▶ _Given instruction_:
Reproduce all of the lines below with every occurrence of "Objective" changed to "Goal" and everything else left unchanged. Omit the pictures from your answer.

▶ _Records shown_:
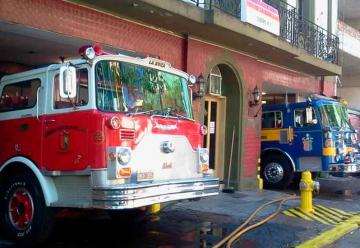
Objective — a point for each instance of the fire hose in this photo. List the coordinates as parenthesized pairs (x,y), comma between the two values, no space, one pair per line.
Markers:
(234,236)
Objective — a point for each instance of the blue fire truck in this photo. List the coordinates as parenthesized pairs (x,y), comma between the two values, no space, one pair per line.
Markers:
(314,135)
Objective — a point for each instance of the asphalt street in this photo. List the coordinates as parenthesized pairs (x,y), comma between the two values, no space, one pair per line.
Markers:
(204,223)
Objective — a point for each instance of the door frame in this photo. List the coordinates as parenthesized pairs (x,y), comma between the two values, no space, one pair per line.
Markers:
(219,133)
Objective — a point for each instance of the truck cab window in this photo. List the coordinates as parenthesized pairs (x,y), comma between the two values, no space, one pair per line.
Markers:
(82,96)
(272,119)
(21,95)
(304,117)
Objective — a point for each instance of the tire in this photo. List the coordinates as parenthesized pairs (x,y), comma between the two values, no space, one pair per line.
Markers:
(24,217)
(276,171)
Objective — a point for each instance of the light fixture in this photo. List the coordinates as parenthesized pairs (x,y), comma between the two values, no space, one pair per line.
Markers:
(199,87)
(256,97)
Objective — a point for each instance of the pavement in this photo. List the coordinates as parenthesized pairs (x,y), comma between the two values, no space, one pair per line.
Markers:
(205,222)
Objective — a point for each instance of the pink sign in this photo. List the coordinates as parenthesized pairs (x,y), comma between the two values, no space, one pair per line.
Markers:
(260,14)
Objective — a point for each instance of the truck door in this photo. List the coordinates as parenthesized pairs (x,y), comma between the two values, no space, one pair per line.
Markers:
(307,139)
(66,125)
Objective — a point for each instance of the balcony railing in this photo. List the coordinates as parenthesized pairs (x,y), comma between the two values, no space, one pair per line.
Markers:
(297,31)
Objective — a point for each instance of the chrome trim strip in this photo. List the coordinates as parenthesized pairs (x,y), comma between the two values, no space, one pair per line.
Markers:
(137,195)
(85,172)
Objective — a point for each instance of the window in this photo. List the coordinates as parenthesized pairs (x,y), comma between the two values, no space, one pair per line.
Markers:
(21,95)
(215,81)
(82,92)
(272,119)
(304,117)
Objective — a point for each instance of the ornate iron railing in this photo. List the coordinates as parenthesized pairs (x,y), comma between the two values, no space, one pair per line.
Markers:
(296,30)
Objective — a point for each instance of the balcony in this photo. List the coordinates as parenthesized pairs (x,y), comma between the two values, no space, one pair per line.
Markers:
(299,45)
(298,32)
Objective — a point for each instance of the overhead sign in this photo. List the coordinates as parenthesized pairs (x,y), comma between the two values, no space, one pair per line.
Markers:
(260,14)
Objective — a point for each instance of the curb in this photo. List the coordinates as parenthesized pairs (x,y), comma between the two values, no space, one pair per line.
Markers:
(333,234)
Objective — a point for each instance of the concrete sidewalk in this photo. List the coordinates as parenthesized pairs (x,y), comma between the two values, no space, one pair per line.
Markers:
(226,211)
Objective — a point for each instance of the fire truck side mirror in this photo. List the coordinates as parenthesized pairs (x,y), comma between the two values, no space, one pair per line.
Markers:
(67,79)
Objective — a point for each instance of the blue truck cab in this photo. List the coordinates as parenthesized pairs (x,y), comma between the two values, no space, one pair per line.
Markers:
(315,135)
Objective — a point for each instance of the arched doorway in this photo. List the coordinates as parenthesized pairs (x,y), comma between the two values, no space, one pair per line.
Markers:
(222,111)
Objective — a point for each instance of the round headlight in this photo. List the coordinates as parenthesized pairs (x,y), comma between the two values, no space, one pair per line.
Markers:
(353,138)
(327,135)
(204,156)
(329,143)
(114,122)
(124,156)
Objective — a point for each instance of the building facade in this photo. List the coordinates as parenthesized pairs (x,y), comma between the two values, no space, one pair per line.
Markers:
(237,46)
(349,35)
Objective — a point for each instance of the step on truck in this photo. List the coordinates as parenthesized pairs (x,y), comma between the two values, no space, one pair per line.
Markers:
(106,131)
(314,135)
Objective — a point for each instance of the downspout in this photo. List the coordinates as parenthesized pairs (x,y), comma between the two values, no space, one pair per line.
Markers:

▶ _Response to this task_:
Goal — a point for each instance of the fire hose in this photo. List the coordinates as parenthesized pairs (x,y), comma between the two values, no space, one pair per line.
Markers:
(234,236)
Goal — a point for each instance of the blue fire truck in this photo. List the coordinates as parenthesized pairs (x,y), comma between the two values, no space, one pair per line.
Markers:
(314,135)
Goal — a point for each instance of the asphalt street in this photo. List the coordinates as parenthesized pairs (x,y), comma between the two values, no space, one pair per line.
Markers:
(204,223)
Goal — a point for each instance of the door frame in this photo. List the coordinates as parenthesized pairs (x,y), comma between the two values, no space, one pair per line.
Markers:
(219,133)
Goal — a point for each instance of the truck cab window in this photo. List the coordinates as parenthesized pairs (x,y), comma between the two values, no space, one pair per line.
Markers:
(82,96)
(272,119)
(21,95)
(304,117)
Goal — a point for each instance of the tire in this photo. List the coordinates as parenthesized pairs (x,y), comma between the two values, no space, one pair per line.
Markers:
(24,217)
(276,171)
Goal — a point for each instance of the light fixture in this photo. List the coordinates as parenthesized pairs (x,y), comma between the two values, no space, one pair per line.
Markers:
(199,87)
(256,97)
Goal — a point for each instance of the pavement in this photo. List the coordinates as parenthesized pairs (x,y), comma between the two values, no space, one pair per line.
Markers:
(205,222)
Goal — a point for each instance of the pink sign in this photo. List the coordinates as parenthesized pairs (x,y), comma between the two values, no space, one pair per line.
Markers:
(260,14)
Goal — a point for each instance of the truck door in this photo. List the coordinates as parenthesized pairs (x,y), comma between the two values, no space, one pair per line.
Markers:
(307,139)
(66,125)
Goal — a point for each instance of the balcony railing in this photo. List the coordinates as parenthesized pairs (x,y), comma between the two values, no space, one pair per line.
Markers:
(297,31)
Goal — a point for each instance of the chrome trim strip in this photo. List the coordinates as parenthesized pairs (x,y), comma between the two values, no space, one pair per line.
Markers:
(137,195)
(85,172)
Goal — a point for each instance of the window in this photo. List the coordinates as parenthesized pairs (x,y), comma between the two values, no space, one pair per line.
Markers:
(21,95)
(215,81)
(82,92)
(272,119)
(304,117)
Goal — a point for each instance of the ornate iron railing in this photo. List the coordinates as parenthesized pairs (x,y), comma between the two values, no space, one pair per line.
Markers:
(296,30)
Goal — a point for each instance of the balcony in this photo. List the coordinates as parenthesized pairs (x,y), comma between the two values, no space, one pair per line.
Markers:
(299,45)
(298,32)
Goal — a point for each instance of the overhead sign in this photo. List the coordinates as parenthesized pairs (x,y), comma between the two values, no space, one pair per line.
Markers:
(260,14)
Goal — a point for each instance of the curb in this photo. List the coordinates as parenthesized pairs (x,y), comma between the two values, no space, one pair per line.
Markers:
(333,234)
Goal — a point for each instance of the concrete sidewalk in this photo. List the coordinates as parenthesized pairs (x,y), comma between the two values, no space, one pair per line.
Markers:
(226,211)
Goal — a point for each instance of the fire truck side mirror in this photo. List the coordinates as parenthesized pairs (x,y), comma between the two values, no space, one pair per line.
Markers:
(67,79)
Goal — a point for each instance of the blue truck cab in this photo. List the coordinates as parenthesized pairs (x,y), comma between the two values, no space, one pair per line.
Markers:
(315,135)
Goal — a point for each instance of the arched doorway in this photo. List the coordinates as parenthesized pairs (x,y), comma between the two values, no space, one pair per line.
Markers:
(222,111)
Goal — a point for each instance of the round headlight in this photo. List the coordinates as parenthesized pairs (x,y), comma between the two values, no space, one pair per line.
Markers:
(353,138)
(327,135)
(204,156)
(329,143)
(114,122)
(124,156)
Goal — a point for each instance of the building facade in this photo. List the coordinates as parenthesized pairs (x,y), comma between the two values, no space, one pair per line.
Markers:
(237,46)
(349,35)
Goal — a point for each instance of the step on truck in this photo. List the coordinates as parenthesized pairs (x,y), comma between the two values, no space, one pair per line.
Markers:
(106,131)
(314,135)
Goal — a point for each instance of the downspout in this photo. List the coordinates as parenthesized pairs (x,y), comma between the two values, no space, one pair per line.
Markers:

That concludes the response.